- [Problem requirements] Would you write out the records below exactly as given?

- [Referring expression pointing data]
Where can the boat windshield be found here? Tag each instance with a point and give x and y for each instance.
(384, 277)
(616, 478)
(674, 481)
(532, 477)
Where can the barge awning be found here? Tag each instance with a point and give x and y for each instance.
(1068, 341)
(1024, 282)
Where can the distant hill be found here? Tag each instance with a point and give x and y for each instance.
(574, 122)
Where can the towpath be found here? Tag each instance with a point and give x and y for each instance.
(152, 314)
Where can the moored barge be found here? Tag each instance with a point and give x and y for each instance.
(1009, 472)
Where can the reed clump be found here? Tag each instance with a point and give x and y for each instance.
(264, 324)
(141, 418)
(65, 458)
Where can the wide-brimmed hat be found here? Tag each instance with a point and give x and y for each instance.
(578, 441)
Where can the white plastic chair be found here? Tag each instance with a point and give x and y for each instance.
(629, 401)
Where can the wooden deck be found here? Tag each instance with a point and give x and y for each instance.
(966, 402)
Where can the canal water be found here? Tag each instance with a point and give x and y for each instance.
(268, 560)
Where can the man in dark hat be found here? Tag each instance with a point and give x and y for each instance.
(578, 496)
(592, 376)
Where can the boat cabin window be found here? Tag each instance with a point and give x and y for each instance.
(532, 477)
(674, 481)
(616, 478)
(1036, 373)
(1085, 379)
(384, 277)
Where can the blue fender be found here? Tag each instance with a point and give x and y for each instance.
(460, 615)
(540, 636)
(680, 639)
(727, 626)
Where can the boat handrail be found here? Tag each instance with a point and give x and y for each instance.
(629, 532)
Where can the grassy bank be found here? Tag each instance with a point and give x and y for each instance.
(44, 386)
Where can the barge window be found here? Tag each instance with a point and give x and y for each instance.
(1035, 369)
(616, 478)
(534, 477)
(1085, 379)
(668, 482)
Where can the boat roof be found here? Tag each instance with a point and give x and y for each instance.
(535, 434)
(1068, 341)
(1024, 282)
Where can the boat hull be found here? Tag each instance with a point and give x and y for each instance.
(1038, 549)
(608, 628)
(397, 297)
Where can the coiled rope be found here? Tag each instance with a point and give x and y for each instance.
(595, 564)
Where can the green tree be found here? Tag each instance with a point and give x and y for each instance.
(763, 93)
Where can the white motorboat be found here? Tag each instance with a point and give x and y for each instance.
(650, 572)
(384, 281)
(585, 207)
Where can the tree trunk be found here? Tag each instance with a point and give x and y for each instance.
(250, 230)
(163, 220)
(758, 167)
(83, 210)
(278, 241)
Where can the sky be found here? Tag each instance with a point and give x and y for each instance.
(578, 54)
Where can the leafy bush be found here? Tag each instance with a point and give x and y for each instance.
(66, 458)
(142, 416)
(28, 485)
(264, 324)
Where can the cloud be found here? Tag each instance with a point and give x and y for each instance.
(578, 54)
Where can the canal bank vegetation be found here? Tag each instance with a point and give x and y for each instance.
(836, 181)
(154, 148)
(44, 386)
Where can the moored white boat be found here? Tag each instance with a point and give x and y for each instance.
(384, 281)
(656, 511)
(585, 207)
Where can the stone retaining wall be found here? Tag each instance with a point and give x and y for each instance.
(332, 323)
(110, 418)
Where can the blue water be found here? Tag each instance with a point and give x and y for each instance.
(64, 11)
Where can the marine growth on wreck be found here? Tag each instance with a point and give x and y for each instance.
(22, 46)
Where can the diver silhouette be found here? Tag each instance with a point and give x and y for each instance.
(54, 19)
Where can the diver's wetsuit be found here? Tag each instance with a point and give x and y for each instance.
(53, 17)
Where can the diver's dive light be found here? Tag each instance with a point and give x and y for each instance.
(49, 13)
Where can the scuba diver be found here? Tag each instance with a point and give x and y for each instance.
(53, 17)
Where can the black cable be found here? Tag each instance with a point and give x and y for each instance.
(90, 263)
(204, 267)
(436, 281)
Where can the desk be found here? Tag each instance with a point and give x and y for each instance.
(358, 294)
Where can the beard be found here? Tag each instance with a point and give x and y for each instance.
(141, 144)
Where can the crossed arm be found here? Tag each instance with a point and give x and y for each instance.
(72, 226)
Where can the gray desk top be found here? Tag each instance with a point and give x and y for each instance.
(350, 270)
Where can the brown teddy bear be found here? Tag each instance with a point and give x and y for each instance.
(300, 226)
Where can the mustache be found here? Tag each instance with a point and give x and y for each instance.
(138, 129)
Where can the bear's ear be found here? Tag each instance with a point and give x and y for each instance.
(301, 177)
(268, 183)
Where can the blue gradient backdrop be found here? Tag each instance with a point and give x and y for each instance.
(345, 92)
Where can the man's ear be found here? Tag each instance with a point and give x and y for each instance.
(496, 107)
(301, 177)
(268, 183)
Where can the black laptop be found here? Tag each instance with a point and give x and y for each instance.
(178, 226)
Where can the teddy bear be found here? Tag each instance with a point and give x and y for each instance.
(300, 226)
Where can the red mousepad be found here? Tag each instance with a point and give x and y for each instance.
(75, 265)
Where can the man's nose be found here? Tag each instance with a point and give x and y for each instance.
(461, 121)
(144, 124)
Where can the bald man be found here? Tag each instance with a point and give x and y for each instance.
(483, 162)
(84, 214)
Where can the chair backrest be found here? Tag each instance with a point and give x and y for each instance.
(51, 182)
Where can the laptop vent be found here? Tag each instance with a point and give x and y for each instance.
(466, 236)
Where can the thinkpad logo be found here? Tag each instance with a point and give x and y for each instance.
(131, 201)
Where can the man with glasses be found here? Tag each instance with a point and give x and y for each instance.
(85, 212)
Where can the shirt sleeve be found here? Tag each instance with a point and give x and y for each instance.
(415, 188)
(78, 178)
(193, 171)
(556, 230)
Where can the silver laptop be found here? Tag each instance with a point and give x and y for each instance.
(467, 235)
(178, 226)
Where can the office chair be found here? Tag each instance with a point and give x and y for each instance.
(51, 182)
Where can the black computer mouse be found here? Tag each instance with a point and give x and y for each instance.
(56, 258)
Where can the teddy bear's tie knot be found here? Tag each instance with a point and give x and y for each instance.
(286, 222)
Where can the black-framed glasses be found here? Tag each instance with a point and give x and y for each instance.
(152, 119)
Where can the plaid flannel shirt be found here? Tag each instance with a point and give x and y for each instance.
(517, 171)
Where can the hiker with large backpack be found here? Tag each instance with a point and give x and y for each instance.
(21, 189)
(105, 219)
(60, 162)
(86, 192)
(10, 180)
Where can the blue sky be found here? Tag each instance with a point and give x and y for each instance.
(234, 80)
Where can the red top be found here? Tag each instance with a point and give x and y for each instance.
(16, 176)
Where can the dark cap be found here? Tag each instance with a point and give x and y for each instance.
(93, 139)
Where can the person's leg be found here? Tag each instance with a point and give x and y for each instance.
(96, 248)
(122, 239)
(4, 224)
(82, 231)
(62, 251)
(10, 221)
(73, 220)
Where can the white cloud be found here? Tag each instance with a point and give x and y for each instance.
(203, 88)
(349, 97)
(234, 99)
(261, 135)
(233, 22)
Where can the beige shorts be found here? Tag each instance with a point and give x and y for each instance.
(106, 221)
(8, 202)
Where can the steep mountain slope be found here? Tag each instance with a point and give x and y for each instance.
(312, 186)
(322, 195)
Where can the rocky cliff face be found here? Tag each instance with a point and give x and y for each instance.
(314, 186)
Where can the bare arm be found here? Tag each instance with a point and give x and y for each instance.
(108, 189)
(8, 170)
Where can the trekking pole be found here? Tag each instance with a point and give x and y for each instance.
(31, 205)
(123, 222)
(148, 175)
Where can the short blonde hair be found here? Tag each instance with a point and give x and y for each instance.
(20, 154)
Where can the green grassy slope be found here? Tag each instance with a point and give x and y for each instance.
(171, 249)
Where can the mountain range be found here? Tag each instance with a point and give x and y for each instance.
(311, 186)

- [Task solution]
Where can the boat windshield be found here? Tag each instance with a point and give x and y for each instance.
(384, 277)
(616, 478)
(674, 481)
(532, 477)
Where can the barge awning be found here? Tag each instance with a point and give x and y for each instance.
(1068, 341)
(1024, 282)
Where can the distant hill be found here? Tag each instance with a point and give x and y for each instance.
(574, 122)
Where can the towpath be found here? Tag each instance with a point and give x and y for each instance.
(152, 314)
Where can the moored barge be found here? Tag each instance with a point and give x and y for each instance.
(1009, 472)
Where can the reed clump be found here? Tag each instance with a point and give x and y for each instance.
(264, 324)
(141, 418)
(65, 458)
Where can the wide-brimmed hat be found here? Tag each instance with a point and give x and y for each instance.
(578, 441)
Where can the white plastic chair be found here? Tag each instance with a point and give x and y for each instance.
(629, 401)
Where can the wooden deck be found here? Tag each instance with a point and give x and y for each instance.
(966, 402)
Where can the canal water be found here? Tag each instance with a point and give x and y for each instance.
(268, 560)
Where can the man in dark hat be found here? Tag each instance with a point and give x and y for each instance.
(578, 496)
(592, 376)
Where can the boat cabin window be found here? Tag each instance with a point and give x and y for each instance.
(532, 477)
(674, 481)
(616, 478)
(1036, 373)
(1085, 379)
(384, 277)
Where can the blue fender be found here? Tag each instance with a point and give x and y for each instance.
(460, 615)
(540, 636)
(680, 639)
(727, 626)
Where can the boat handrail be found here? Tag each instance with a point and give x and y for each instance.
(629, 532)
Where can the grassy bank be found here? Tag each instance with a point and give x and y for each instance.
(44, 386)
Where can the barge window be found here? Tag each instance with a point and give x and y for each instance.
(1035, 369)
(616, 478)
(534, 477)
(1085, 379)
(668, 482)
Where can the boat roof be found here? Tag each instance with a point and give x and y for each instance.
(535, 434)
(1068, 341)
(1024, 282)
Where can the boat hull be found here? Tag each instance with a point and give x and y for each instance.
(1038, 549)
(608, 628)
(397, 297)
Where can the coiled rope be found here? Tag each instance with a point and give x and y for each instance.
(595, 564)
Where can the green tree be found here? Tag each instance with a point and give x and y for each instance.
(763, 93)
Where can the white motorboat be found here? Tag each instance with a point and give x and y for each instance.
(650, 572)
(384, 281)
(585, 207)
Where can the tree trunk be found here? Tag each instance with a point and give x and y for each instance.
(250, 230)
(163, 220)
(758, 167)
(83, 210)
(278, 241)
Where can the sky be found here? Tag each instance with a point and give x and y for each instance.
(578, 54)
Where can the leafy bush be found here? Tag each instance with a point and give x and y for each instance.
(66, 458)
(142, 416)
(28, 485)
(264, 324)
Where can the cloud be found here? Tag each instance with a point and give x and y for each instance.
(578, 54)
Where can the canal bank vegetation be found here? Tag each instance with a point and give x and y for each instance.
(836, 181)
(154, 148)
(44, 386)
Where can the moored white boat be found here? Tag each instance with a point and give x and y for each instance.
(384, 281)
(656, 511)
(585, 207)
Where can the stone retaining wall be found here? Tag each instance with a point and give x and y for each instance.
(332, 323)
(110, 418)
Where can the blue water be found here? Tag each instance with a point and give x and y for each instance.
(64, 11)
Where can the marine growth on wreck be found here? Tag each instance with a point and give x and y for each instance.
(22, 46)
Where can the diver silhouette be found here? Tag each instance with a point and give x and y for each instance.
(54, 19)
Where can the diver's wetsuit be found here? Tag each instance with a point and give x and y for each instance.
(53, 17)
Where can the diver's dive light be found here? Tag each instance with a point and give x and y for each instance.
(49, 13)
Where can the scuba diver be found here? Tag each instance with a point and give x and y for each instance.
(53, 17)
Where can the black cable be found here? Tag each instance with a point and give x and y for each instance.
(90, 263)
(204, 267)
(436, 281)
Where can the desk be found here? Tag each instance with a point and give x and y for each instance.
(358, 294)
Where can the beard be found here? Tag each instance with a point and give x and y for each instance.
(141, 144)
Where can the crossed arm be found here? Tag each instance with a point and give x and y for each instance.
(72, 226)
Where can the gray desk top be found here? Tag each instance with a point and give x and y for each instance.
(350, 270)
Where can the brown teddy bear be found here? Tag each instance with a point and give x and y for each instance.
(300, 226)
Where can the mustache be found here? Tag each instance with a point and give x and y for each instance.
(138, 129)
Where can the bear's ear be found here? Tag each instance with a point and give x and y for each instance.
(301, 177)
(268, 183)
Where can the blue gradient backdrop be found here? Tag each instance with a point and give x and y for each instance.
(345, 92)
Where can the man's ear be found here? Tag each instance with a point and give x and y for each instance.
(496, 107)
(301, 177)
(268, 183)
Where can the black laptop be found here? Tag each instance with a point and give x and y for each instance.
(178, 226)
Where can the teddy bear be found here? Tag each instance with a point and give x and y for each instance.
(300, 226)
Where can the red mousepad be found here? Tag each instance with a point and give x and y for each instance.
(75, 265)
Where can the man's nose be found here? Tag each instance with a point and give x and y for each instance.
(461, 121)
(144, 124)
Where can the bald man be found here? Tag each instance with a point and give x and y for each instance.
(483, 162)
(84, 214)
Where can the chair backrest be found here? Tag each instance with a point and give x and y for each instance.
(51, 182)
Where can the laptop vent be found here? Tag each instance with a point and give x and y for each instance.
(466, 236)
Where can the thinkpad logo be found here? Tag each instance with a point and give x and y for each instance.
(131, 201)
Where can the man with glasses be found here? Tag each instance with a point and give x and y for each instance.
(85, 212)
Where can the shirt sleeve be found here? Tag each instance with a point and give x and y for each instance.
(415, 188)
(78, 178)
(193, 171)
(556, 230)
Where can the silver laptop be found here? Tag each instance with a point and give x and y for each instance.
(467, 235)
(178, 226)
Where can the office chair be found here? Tag each instance with a point and give x and y for each instance.
(51, 182)
Where can the black computer mouse be found here? Tag each instance with a point and give x and y for each instance.
(56, 258)
Where can the teddy bear's tie knot be found here? Tag each instance with a point and give x and y for each instance.
(286, 222)
Where can the black-framed glasses be found here? Tag each instance with a point and give x and y for each instance.
(152, 119)
Where can the plaid flannel shirt be found here? Tag each instance with a point and give x and y for each instance.
(517, 171)
Where can the hiker with large backpack be found here? Tag each instance with a point and give x and y for each instance.
(21, 189)
(105, 219)
(60, 162)
(86, 192)
(10, 180)
Where can the blue sky be found here? Tag each instance with a point and give x and y for each instance.
(234, 80)
Where can the red top be found here? Tag each instance with a point and give x and y for each instance.
(16, 176)
Where can the dark cap be found here? Tag each instance with a point and give x and y for each instance.
(93, 139)
Where can the person's leg be found here? Tag each instance with a point and give x and y for each instance.
(96, 248)
(122, 239)
(4, 224)
(82, 231)
(62, 251)
(10, 221)
(73, 220)
Where can the white cloud be found here? Tag each instance with a point and give x and y for each instance.
(203, 88)
(349, 97)
(234, 99)
(261, 135)
(233, 22)
Where can the beige shorts be found here? Tag each instance with a point and give x and y for each instance.
(106, 221)
(8, 202)
Where can the steep mountain slope be found here? Tag each instance with a point and give x and y for each instance.
(312, 186)
(322, 195)
Where can the rocky cliff face be found here? Tag each instance with a point and give x and y for each instance.
(314, 186)
Where can the bare arm be found here? Tag each instance with a point and give x and y for each instance.
(108, 189)
(8, 170)
Where can the trekking pole be found here? Tag each instance with a point and give x and y for each instance.
(31, 205)
(123, 222)
(148, 175)
Where can the short blonde hair be found here? Tag each instance with a point and give x and y for each instance.
(20, 154)
Where can the green grassy slope be found here? Tag each instance with a point and give x and y for each instance.
(171, 249)
Where can the mountain range be found here? Tag each instance with a point and give x and y for each instance.
(311, 186)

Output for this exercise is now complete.